[Required task]:
Copy out every line in the items below that contains the string "position".
>> BEGIN Provided information
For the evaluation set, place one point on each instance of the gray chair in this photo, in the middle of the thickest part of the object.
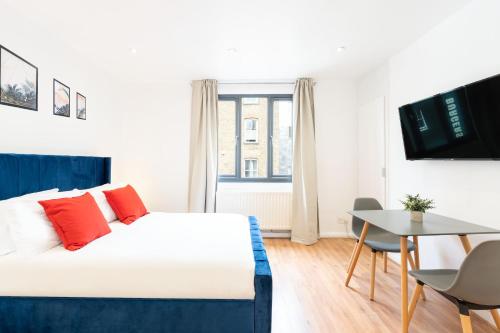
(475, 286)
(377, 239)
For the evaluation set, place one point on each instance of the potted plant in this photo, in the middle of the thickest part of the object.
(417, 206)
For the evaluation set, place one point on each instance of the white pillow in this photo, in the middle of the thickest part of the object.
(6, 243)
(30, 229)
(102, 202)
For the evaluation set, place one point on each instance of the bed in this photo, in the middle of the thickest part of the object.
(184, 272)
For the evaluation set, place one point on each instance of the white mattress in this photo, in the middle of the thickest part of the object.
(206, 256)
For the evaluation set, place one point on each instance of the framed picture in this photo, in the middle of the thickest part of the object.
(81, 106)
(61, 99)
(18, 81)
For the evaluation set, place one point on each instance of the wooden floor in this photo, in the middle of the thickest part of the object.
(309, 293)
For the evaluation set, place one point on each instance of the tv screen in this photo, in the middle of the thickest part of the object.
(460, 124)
>> END Provided information
>> BEGIN Provided information
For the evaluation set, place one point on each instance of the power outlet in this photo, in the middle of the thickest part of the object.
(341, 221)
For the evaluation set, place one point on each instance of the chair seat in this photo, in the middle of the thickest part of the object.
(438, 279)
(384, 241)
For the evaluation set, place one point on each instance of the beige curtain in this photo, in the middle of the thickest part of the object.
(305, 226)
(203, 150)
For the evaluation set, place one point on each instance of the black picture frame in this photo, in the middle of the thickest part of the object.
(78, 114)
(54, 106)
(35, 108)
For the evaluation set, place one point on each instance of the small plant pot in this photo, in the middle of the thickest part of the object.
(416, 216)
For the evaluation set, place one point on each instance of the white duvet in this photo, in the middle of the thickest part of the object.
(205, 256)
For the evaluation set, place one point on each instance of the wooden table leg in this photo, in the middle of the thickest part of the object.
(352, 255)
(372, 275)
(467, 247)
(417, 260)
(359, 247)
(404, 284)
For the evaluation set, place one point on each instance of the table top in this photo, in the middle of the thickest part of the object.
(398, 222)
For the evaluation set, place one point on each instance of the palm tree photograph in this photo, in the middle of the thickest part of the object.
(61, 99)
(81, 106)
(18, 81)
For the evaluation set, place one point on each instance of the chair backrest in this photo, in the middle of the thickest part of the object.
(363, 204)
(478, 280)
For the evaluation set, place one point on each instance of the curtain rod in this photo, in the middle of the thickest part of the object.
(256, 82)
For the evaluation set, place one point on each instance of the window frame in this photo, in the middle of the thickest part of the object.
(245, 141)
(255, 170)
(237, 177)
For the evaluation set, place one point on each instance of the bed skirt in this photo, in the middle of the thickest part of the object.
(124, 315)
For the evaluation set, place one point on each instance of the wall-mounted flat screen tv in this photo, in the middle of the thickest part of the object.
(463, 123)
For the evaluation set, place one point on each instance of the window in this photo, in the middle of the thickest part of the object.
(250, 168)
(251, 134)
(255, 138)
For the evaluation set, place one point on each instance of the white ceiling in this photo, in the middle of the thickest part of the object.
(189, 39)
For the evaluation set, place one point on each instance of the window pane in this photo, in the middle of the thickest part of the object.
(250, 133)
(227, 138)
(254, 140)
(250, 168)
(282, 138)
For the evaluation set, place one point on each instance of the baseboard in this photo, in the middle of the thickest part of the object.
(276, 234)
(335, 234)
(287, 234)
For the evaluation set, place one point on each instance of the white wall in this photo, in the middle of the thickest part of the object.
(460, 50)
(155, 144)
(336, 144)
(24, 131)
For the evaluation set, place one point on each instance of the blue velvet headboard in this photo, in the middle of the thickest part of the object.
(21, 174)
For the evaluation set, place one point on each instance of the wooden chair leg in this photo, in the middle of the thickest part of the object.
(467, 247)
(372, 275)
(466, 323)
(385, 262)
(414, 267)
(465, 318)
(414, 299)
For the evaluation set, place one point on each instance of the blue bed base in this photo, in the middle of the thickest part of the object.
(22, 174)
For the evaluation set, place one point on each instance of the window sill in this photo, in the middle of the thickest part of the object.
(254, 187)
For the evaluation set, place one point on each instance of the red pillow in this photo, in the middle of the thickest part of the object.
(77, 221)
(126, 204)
>> END Provided information
>> BEGIN Provided information
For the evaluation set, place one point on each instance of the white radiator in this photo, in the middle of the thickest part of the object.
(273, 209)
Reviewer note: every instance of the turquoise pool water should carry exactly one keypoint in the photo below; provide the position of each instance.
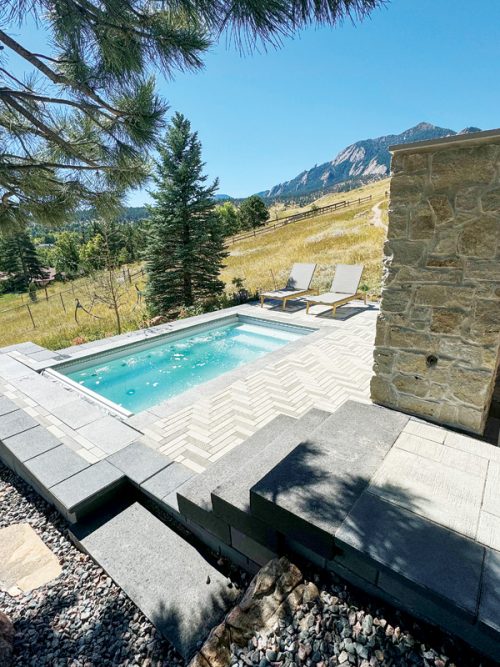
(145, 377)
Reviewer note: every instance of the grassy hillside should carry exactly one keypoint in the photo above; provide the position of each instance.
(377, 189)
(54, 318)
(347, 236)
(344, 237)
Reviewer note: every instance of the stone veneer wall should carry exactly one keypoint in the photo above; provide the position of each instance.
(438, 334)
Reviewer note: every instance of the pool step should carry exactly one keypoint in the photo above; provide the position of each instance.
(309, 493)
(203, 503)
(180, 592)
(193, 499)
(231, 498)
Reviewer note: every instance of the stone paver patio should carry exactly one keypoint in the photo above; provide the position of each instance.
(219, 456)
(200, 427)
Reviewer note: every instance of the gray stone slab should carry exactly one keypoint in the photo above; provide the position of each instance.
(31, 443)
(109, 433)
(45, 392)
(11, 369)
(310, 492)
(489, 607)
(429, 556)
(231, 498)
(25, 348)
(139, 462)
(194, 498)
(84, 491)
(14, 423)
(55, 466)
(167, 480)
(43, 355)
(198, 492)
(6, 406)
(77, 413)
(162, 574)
>> END Provided information
[Solution to this problem]:
Reviewer note: every instance of the turquoise pool water should carry exactly one keypoint in the photo below; provide the position of each instance.
Reviewer note: every instance of the grassy hillside should carry exactly one keypoint in the photo above; provide the position of each instance.
Reviewer note: every instance of the stone veneer wall should carry exactly one keypoint in the photo above; provide the position of each instance.
Reviewer note: every instance of the pool step should carry exactly one keypoint in the photo above; provide the position of each instance.
Reviewer note: every instance of the stone paver patio should carry exactly one keypoint in the photo above; provide the position of each instance.
Reviewer note: every instance of the gray stone slab should carry exactly one keypoint in the photo above; provide the position of each instance.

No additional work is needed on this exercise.